[Dataset records on object locations]
--------------------

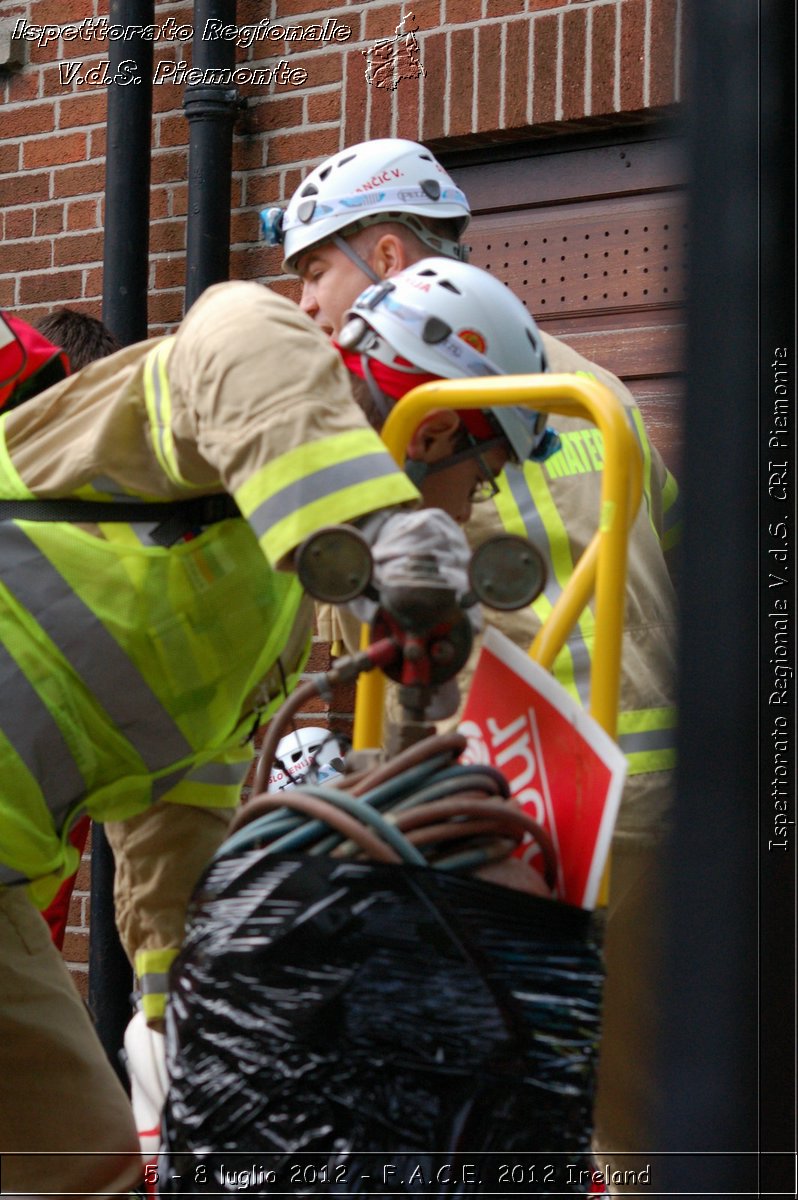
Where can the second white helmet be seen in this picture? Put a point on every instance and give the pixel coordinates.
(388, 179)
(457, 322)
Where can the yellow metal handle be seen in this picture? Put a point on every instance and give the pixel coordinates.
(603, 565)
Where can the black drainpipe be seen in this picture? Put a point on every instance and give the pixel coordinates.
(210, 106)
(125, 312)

--------------------

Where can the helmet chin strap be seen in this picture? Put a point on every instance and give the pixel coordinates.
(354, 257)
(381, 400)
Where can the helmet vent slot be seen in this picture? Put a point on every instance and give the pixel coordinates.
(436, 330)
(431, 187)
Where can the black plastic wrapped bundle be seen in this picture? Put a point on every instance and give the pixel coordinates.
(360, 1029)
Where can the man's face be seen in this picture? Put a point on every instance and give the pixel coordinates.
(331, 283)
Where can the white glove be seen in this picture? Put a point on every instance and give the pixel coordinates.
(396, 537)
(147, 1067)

--------------------

Exercise
Switch "white glove" to "work glove" in everything from the line containing "Where can the black plastic" down to the line containing "(147, 1067)", and write out only those lines with nothing else changed.

Solution for this task
Where can the black plastic wrapped bundle be seen in this picture? Put a point on every instance and give the pixel coordinates.
(360, 1029)
Where can the man's face be seen in this picture? Put a point on every instance and give the pixel coordinates.
(331, 283)
Where can the work glove be seen in this picture? Put a point on every instance and give the pixel coordinates.
(396, 537)
(147, 1067)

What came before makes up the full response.